§ Written task:
Your task is to repeat all of the data exactly while excluding the pictures.

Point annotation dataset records
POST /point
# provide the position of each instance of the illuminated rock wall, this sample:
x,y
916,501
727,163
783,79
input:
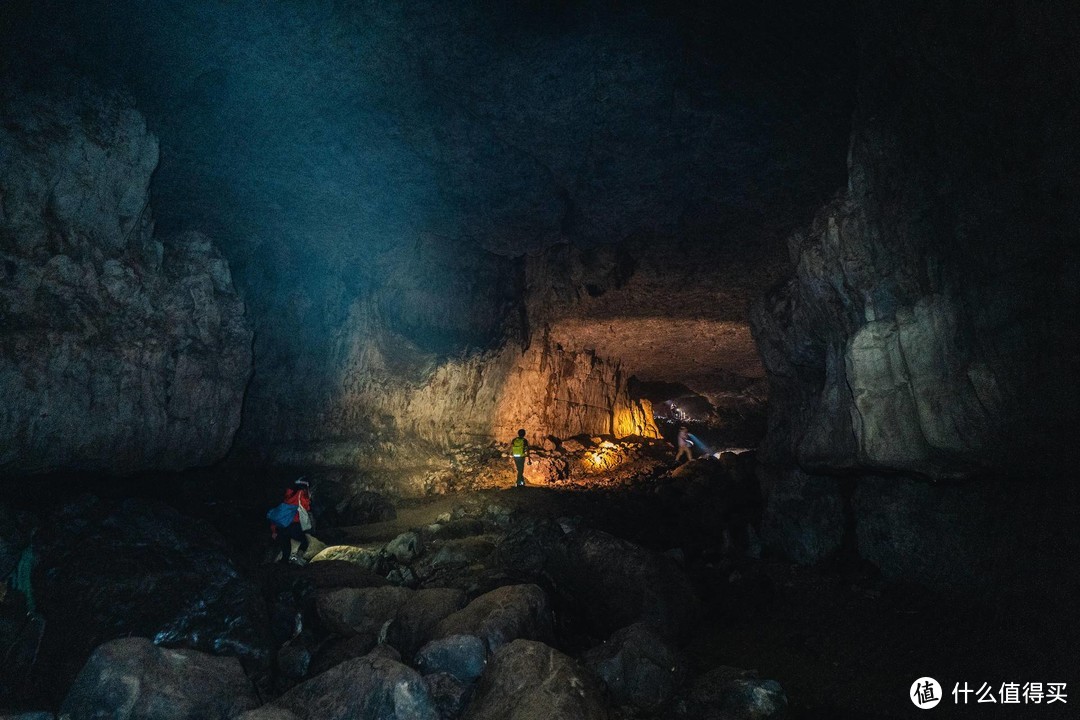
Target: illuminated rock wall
x,y
921,337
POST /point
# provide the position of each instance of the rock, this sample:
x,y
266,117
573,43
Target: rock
x,y
113,569
462,656
363,612
362,557
418,616
294,660
447,529
902,345
616,583
267,712
527,680
527,547
459,553
121,352
362,688
335,651
450,694
755,700
639,666
133,679
323,574
405,547
805,517
501,615
729,693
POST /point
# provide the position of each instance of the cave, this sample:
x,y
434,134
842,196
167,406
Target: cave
x,y
682,360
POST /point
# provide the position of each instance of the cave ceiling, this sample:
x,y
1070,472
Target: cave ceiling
x,y
321,143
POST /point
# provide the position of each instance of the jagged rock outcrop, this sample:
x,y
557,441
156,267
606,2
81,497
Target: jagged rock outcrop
x,y
922,334
394,407
388,255
119,351
132,679
109,569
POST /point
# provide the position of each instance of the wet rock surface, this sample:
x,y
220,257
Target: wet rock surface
x,y
133,679
528,680
501,615
109,569
369,687
120,350
903,343
639,666
418,616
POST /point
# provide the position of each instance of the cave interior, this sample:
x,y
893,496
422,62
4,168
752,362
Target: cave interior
x,y
350,249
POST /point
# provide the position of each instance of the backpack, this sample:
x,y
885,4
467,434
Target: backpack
x,y
282,515
517,447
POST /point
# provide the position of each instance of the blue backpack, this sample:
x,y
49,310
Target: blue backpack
x,y
282,515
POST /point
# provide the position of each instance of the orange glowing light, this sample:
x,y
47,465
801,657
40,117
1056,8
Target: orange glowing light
x,y
606,457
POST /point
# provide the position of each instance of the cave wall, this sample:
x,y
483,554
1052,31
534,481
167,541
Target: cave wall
x,y
119,350
921,337
382,178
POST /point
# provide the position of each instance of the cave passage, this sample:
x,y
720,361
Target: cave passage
x,y
688,361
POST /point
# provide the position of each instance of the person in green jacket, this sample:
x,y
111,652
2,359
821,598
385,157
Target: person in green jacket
x,y
520,450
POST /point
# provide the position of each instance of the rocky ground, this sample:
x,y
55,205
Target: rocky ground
x,y
643,598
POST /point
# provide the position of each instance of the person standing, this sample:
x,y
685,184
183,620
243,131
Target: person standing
x,y
520,450
299,497
684,444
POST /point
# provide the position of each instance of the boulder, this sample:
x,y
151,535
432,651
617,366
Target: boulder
x,y
267,712
805,517
405,547
417,617
639,666
527,547
139,568
336,651
458,553
501,615
450,694
616,583
321,574
133,679
729,693
527,680
462,656
363,557
369,687
363,612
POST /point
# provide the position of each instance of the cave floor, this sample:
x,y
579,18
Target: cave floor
x,y
844,644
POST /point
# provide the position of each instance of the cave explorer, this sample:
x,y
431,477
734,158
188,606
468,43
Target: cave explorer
x,y
520,449
684,444
291,520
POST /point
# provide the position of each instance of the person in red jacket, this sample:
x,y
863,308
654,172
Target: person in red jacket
x,y
297,494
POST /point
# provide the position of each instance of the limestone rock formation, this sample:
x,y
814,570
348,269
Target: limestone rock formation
x,y
921,334
527,680
132,679
113,569
368,687
119,351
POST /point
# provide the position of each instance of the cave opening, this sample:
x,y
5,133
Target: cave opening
x,y
432,361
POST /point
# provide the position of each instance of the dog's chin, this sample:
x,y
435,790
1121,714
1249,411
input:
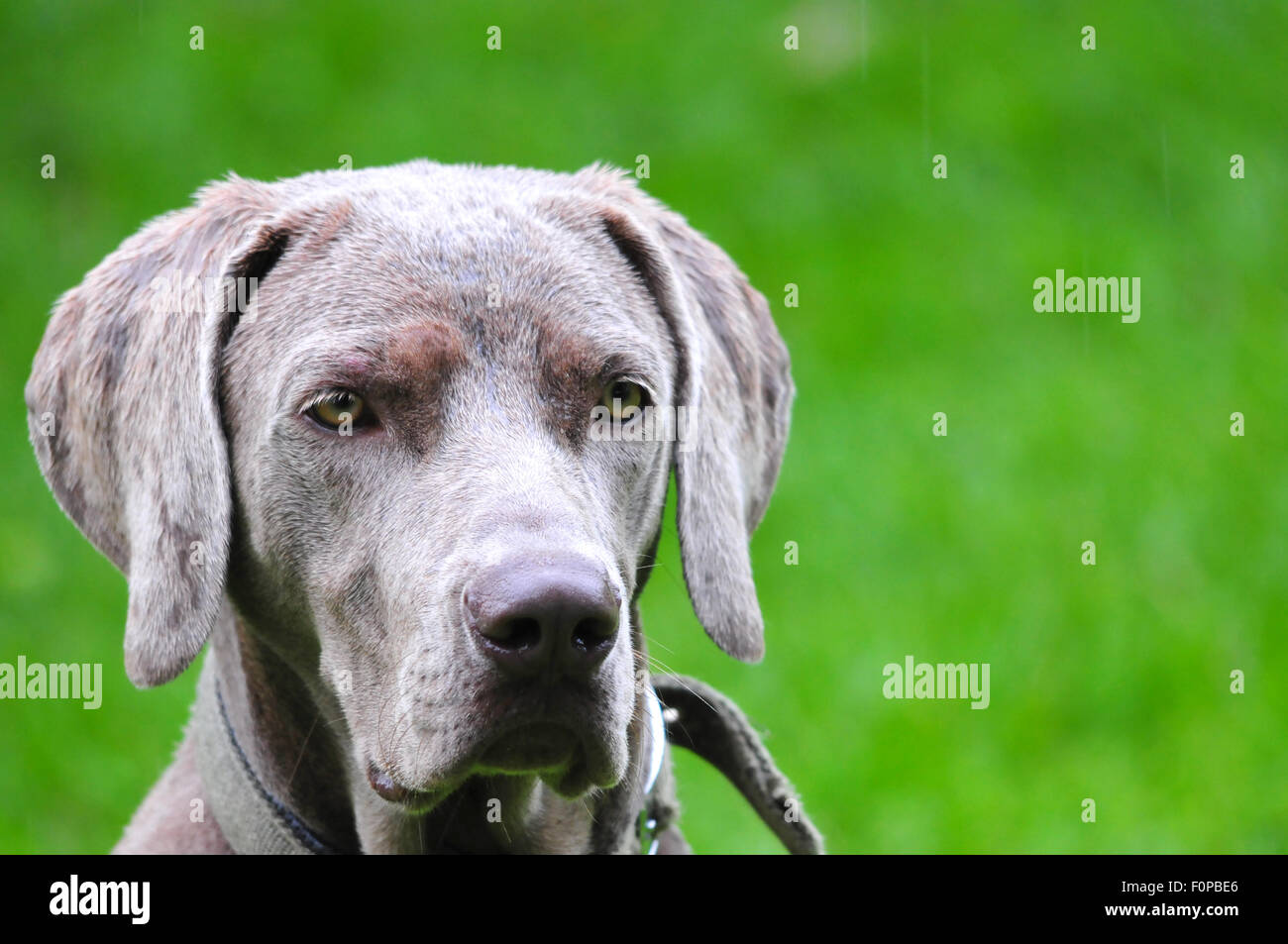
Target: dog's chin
x,y
565,760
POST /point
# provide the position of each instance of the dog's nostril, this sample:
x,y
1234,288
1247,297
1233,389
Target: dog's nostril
x,y
592,631
519,633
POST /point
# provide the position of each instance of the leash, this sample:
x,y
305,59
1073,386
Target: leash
x,y
254,822
703,720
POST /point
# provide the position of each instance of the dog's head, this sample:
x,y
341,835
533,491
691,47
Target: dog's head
x,y
417,424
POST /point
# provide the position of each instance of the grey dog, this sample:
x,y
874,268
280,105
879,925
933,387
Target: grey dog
x,y
360,460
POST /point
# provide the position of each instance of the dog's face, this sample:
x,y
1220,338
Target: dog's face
x,y
420,454
416,463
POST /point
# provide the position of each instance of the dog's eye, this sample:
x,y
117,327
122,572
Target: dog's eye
x,y
622,395
340,411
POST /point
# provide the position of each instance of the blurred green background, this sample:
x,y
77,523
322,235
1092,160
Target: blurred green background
x,y
915,295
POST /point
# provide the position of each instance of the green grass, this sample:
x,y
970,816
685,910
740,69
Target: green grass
x,y
812,167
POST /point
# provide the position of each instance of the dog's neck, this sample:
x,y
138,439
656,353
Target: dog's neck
x,y
296,742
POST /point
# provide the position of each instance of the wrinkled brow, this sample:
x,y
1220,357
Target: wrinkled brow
x,y
410,362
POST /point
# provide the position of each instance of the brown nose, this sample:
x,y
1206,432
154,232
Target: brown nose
x,y
552,617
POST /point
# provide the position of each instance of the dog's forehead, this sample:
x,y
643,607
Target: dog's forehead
x,y
407,283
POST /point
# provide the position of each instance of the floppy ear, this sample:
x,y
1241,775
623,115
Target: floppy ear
x,y
735,382
124,416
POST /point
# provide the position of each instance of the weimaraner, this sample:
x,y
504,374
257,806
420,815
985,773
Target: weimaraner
x,y
342,426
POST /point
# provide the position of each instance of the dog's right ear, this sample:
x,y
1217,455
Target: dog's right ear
x,y
124,413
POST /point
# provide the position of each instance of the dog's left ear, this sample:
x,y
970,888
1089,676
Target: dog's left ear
x,y
124,415
735,382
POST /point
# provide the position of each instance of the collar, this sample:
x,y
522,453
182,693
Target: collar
x,y
258,823
645,827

§ Response to this exercise:
POST /point
# provide the position of each instance of the illuminated rock wall, this sample:
x,y
916,501
727,163
783,79
input:
Target: illuminated rock wall
x,y
921,337
POST /point
# provide the position of each instance of the rock, this sample:
x,y
266,117
573,43
Target: rock
x,y
113,569
462,656
363,612
362,557
418,616
294,660
447,529
902,345
616,583
267,712
527,680
527,547
459,553
121,352
362,688
335,651
450,694
755,700
639,666
133,679
323,574
405,547
805,517
501,615
729,693
POST /point
# provide the position of each instance of the cave, this sample:
x,y
434,134
842,196
167,406
Target: cave
x,y
682,360
POST /point
# provide the position of each instance of the cave ceiling, this sample:
x,y
1070,472
Target: cave ceiling
x,y
321,143
POST /point
# provide the position of each instance of the jagged rock outcrop, this sample:
x,y
557,441
156,267
606,2
81,497
Target: jagged rock outcrop
x,y
922,334
394,407
388,255
119,351
132,679
109,569
POST /point
# provide the position of each instance of the wet rock surface, this sample:
x,y
220,257
Target: wet rock surface
x,y
133,679
528,680
501,615
109,569
369,687
120,350
903,343
639,666
418,616
POST /point
# provide the position of each instance of the cave interior, this sample:
x,y
893,496
422,62
4,168
752,362
Target: cave interior
x,y
350,249
POST /point
# provide the position of each instance of the backpack, this sample:
x,y
885,4
467,434
Target: backpack
x,y
282,515
517,447
POST /point
# provide the position of each instance of the blue backpack, this sample:
x,y
49,310
Target: blue backpack
x,y
282,515
POST /point
# provide the position of each instance of the orange glowing light, this sample:
x,y
47,465
801,657
40,117
1056,8
Target: orange glowing light
x,y
606,457
POST /point
# provide the position of each instance of the cave wall, this sample:
x,y
483,554
1052,31
534,481
167,541
Target: cave wall
x,y
119,350
921,337
382,178
POST /point
# provide the position of each instance of the cave passage, this sample:
x,y
720,361
Target: cave passage
x,y
688,361
POST /point
# provide the position of each instance of the person in green jacket, this sample:
x,y
111,652
2,359
821,598
385,157
Target: person in green jacket
x,y
520,450
POST /point
# provide the position of each instance of the rocky ground, this sample:
x,y
55,205
Target: rocky ground
x,y
643,598
POST /point
# provide the position of each instance of the person standing, this sample:
x,y
685,184
183,620
243,131
Target: person standing
x,y
520,450
299,497
684,444
POST /point
# provide the position of each instance of the boulder, this sample:
x,y
151,535
432,651
617,366
Target: boulder
x,y
267,712
805,517
405,547
417,617
639,666
527,547
139,568
336,651
458,553
501,615
450,694
616,583
321,574
133,679
729,693
527,680
462,656
363,557
369,687
363,612
POST /point
# provide the position of each instance of the cave floor, this sample:
x,y
579,18
Target: cave floor
x,y
844,644
POST /point
# provide the position of each instance of the cave explorer, this sample:
x,y
431,477
734,158
188,606
468,43
Target: cave explorer
x,y
520,449
684,444
291,520
POST /point
# provide the position of each instance of the person in red jacket, this sample:
x,y
863,308
654,172
Target: person in red jacket
x,y
297,494
POST /point
# provide the position of each instance of the limestone rock formation, this sample:
x,y
814,570
348,269
Target: limestone rock formation
x,y
921,334
527,680
132,679
113,569
368,687
119,351
POST /point
# provide the position of each instance of the cave opening, this sample:
x,y
5,133
Target: cave opening
x,y
432,361
POST /point
# provide the position of each instance of the dog's chin, this sample:
x,y
435,790
1121,714
1249,411
input:
Target: dog's chin
x,y
565,760
POST /point
# provide the position of each instance of the dog's nostril, this sample:
x,y
1234,288
1247,297
1233,389
Target: dog's nostril
x,y
592,631
519,633
POST /point
# provide the position of each instance of the leash, this sample:
x,y
305,59
1073,386
Target: leash
x,y
254,822
703,720
POST /point
# provide the position of each instance of the dog's head, this sample:
x,y
341,835
533,491
691,47
Target: dog's head
x,y
417,424
POST /point
# provide the position of each instance of the grey dog, this sample:
x,y
874,268
280,105
879,925
933,387
Target: grey dog
x,y
360,460
POST /point
# provide the position of each instance of the dog's face, this sample:
x,y
1220,338
Target: dog's face
x,y
420,454
416,463
POST /point
# provide the position of each instance of the dog's eye, this sample:
x,y
117,327
122,572
Target: dog's eye
x,y
622,395
340,411
POST /point
# provide the position of each instance of the blurred green background, this sample:
x,y
77,523
322,235
1092,160
Target: blurred green background
x,y
915,295
POST /point
# provide the position of each instance of the green grass, this sample:
x,y
970,816
685,910
740,69
Target: green grass
x,y
812,167
POST /point
# provide the position of each instance of the dog's neck, this sample:
x,y
138,439
656,353
Target: dog's neck
x,y
296,742
POST /point
# provide the position of each instance of the wrinkled brow, this sample:
x,y
1220,357
Target: wrinkled brow
x,y
410,362
POST /point
# provide the position of each instance of the brown nose, this sample:
x,y
1206,432
154,232
Target: brown nose
x,y
552,617
POST /point
# provide the position of each instance of the dog's forehead, this sample:
x,y
643,607
Target: dog's forehead
x,y
407,283
POST /point
# provide the position of each instance of the floppy ear, this sample:
x,y
1241,775
623,115
Target: floppy ear
x,y
735,382
124,416
POST /point
# provide the position of each instance of the weimaraner, this sample:
x,y
504,374
257,806
420,815
985,773
Target: weimaraner
x,y
342,426
POST /point
# provide the position of each instance of the dog's right ear, this sample:
x,y
1217,455
Target: dog's right ear
x,y
124,413
POST /point
# provide the position of each instance of the dog's left ear, this sample:
x,y
970,888
1089,676
Target: dog's left ear
x,y
124,415
735,382
POST /point
# provide the position of each instance of the collar, this sample:
x,y
522,453
182,693
Target: collar
x,y
258,823
645,827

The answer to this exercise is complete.